═════ Vorliegender Text

MIr wäre der x250 immer noch zu schwer, aber irgendwo muss man halt einen Kompromiss eingehen.

Was willst Du mit "viel Arbeitsspeicher"? Soll dort Davinci Resolve oder Premiere Pro genutzt werden, um dann 4K Video halbprofessionell zu bearbeiten? Den x250 kann man auch auf 16 GB aufrüsten.

Mit dem 48 Wh Akku hällt er zwischen 1,5 und 5,5 Stunden durch, mit dem optionalen 72 Wh Akku dann sicher länger (und wird auch schwerer/größer)
Test Lenovo ThinkPad X250 Ultrabook - Notebookcheck.com Tests

Wie lange der Asus mit dem 32 Wh Akku durchhält, kann man wohl ohne ausführlichen Test nur erraten.


----------



## mr.4EvEr (25. Juli 2020)

Die Konfiguration von Einwegkartoffel ist erst seit ein paar Tagen auf Geizhals gelistet. Die Akkulaufzeit wird eher kurz ausfallen, da die Ryzen 3000 CPUs noch etwas mehr Strom als ihre Nachfolger benötigen und der Akku mit 32 Wh klein ist.
1,6 kg für einen 14" Laptop sind auch eher viel (liegt u.A. an der HDD). Leichtgewichte sind etwa 400-500 g leichter.

Brauchst du halbwegs gute Farben und ein halbwegs helles Display fürs Arbeiten draußen? Dann bleibt nur ein Gebrauchtkauf übrig oder ein etwas höheres Budget. 100% sRGB Farbdisplays und hohe Helligkeiten gibt es für diesen Preis nicht.
Eines der günstigsten Laptops mit gutem Screen (100 % SRGB und 300 Nits) und sehr guter Power gibt es aktuell nur im QWERTY-Tastenlayout (Redmibook 14/16) und mit max. 512 GB SSD. Beide Geräte liegen über dem Budget (je nach Konfiguration etwa 550 - 650 € im Angebot).
Alternativ ist in der Preiskategorie knapp über 600 € das Asus Zenbook 14 einen Blick wert (1,12 kg, 100 % SRGB, 300 Nits, 12 h Akkulaufzeit, aber nur 512 GB SSD): ASUS ZenBook 14 UM433DA-A5005 Icicle Silver ab &euro;'*'632,64 (2020) | Preisvergleich Geizhals Deutschland

Wenn das Display nur ein Bild anzeigen soll und Farbtreue nicht so wichtig ist, ist das Acer Swift 3 einen Blick wert (1,2 kg, 16 GB RAM, Ryzen 4500U, 1 TB SSD):
Acer Swift 3 SF314-42-R2UX Pure Silver ab &euro;'*'632,64 (2020) | Preisvergleich Geizhals Deutschland

Das schwierige an deinen Ansprüchen ist die große Festplatte in Verbindung mit dem Budget. Viele P/L sieger haben aktuell nur eine 256 GB bis 512 GB SSD verbaut und selber nachrüsten wird nicht billiger werden, da eine 1 TB SSD alleine etwa 90 - 110 € kostet und eine HDD würde ich nicht mehr mit mir rumschleppen wollen (Gewicht, Lautstärke).

══════════
═════ Gegebene Daten

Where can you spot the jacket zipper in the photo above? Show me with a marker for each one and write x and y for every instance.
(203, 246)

══════════

■ **Aufgabe**
Wie viel wiegt das Asus Zenbook 14 laut dem Text über die Laptopwahl?

■ **Ergebnis**
1,12 kg.